Passage:
The campaign lasted from January to December 1760

Description

Order of Battle
British Home Fleet on June 1

French Atlantic Fleet in June

During the year 1760, the British squadrons on active service on the French coasts were disposed as follows:

  • Commodore Piercy Brett commanded in the Downs and North Sea
  • Rear-admiral George Brydges Rodney cruised in the Channel and blockaded Le Havre
  • Admirals Edward Hawke and Edward Boscawen relieved one another in Quiberon Bay and watched the French vessels in the Vilaine and Charente, and at Brest, Lorient, and Rochefort.

Admiral Boscawen, after the return of Sir Edward Hawke, sailed to command the fleet in Quiberon Bay, with his flag in the Royal William (100) and with Rear-Admiral Francis Geary, in the Sandwich (90), as second in command. While he was going to his station, the Ramillies (90), Captain Wittewronge Taylor, of his squadron, went ashore on Bolt Head in a gale and was lost, the crew all perishing except one midshipman and 25 men. Boscawen, who was obliged by the heavy weather to return, subsequently shifted his flag to the Namur (90) and proceeded. His cruisers took several prizes; but the French fleet did not indeed, could not, come out. The blockade prevented the French from sending supplies across the Atlantic, and from interfering with British trade.

In August, Sir Edward Hawke, in the Royal George (100), relieved Boscawen.

On September 1, Boscawen returned to England. This was his last service. He died at his house, Hatchlands, near Guildford, on January 10, 1761.

What you should do: Copy the passage about the 1760 British naval campaign off the French coast word for word, from start to finish. The records are separate material with no connection to the passage about the 1760 naval campaign.

Supplied data:
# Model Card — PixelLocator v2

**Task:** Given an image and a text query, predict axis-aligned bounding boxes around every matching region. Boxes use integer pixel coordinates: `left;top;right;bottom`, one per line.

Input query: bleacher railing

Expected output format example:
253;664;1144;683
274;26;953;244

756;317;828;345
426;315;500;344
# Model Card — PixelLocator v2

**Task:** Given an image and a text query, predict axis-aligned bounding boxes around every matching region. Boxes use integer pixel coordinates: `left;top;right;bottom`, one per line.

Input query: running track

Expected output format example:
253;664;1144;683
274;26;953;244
--
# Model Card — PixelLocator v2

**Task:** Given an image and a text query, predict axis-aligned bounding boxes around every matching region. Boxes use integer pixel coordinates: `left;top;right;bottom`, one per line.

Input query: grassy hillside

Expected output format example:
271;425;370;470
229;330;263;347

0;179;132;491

Response:
The campaign lasted from January to December 1760

Description

Order of Battle
British Home Fleet on June 1

French Atlantic Fleet in June

During the year 1760, the British squadrons on active service on the French coasts were disposed as follows:

  • Commodore Piercy Brett commanded in the Downs and North Sea
  • Rear-admiral George Brydges Rodney cruised in the Channel and blockaded Le Havre
  • Admirals Edward Hawke and Edward Boscawen relieved one another in Quiberon Bay and watched the French vessels in the Vilaine and Charente, and at Brest, Lorient, and Rochefort.

Admiral Boscawen, after the return of Sir Edward Hawke, sailed to command the fleet in Quiberon Bay, with his flag in the Royal William (100) and with Rear-Admiral Francis Geary, in the Sandwich (90), as second in command. While he was going to his station, the Ramillies (90), Captain Wittewronge Taylor, of his squadron, went ashore on Bolt Head in a gale and was lost, the crew all perishing except one midshipman and 25 men. Boscawen, who was obliged by the heavy weather to return, subsequently shifted his flag to the Namur (90) and proceeded. His cruisers took several prizes; but the French fleet did not indeed, could not, come out. The blockade prevented the French from sending supplies across the Atlantic, and from interfering with British trade.

In August, Sir Edward Hawke, in the Royal George (100), relieved Boscawen.

On September 1, Boscawen returned to England. This was his last service. He died at his house, Hatchlands, near Guildford, on January 10, 1761.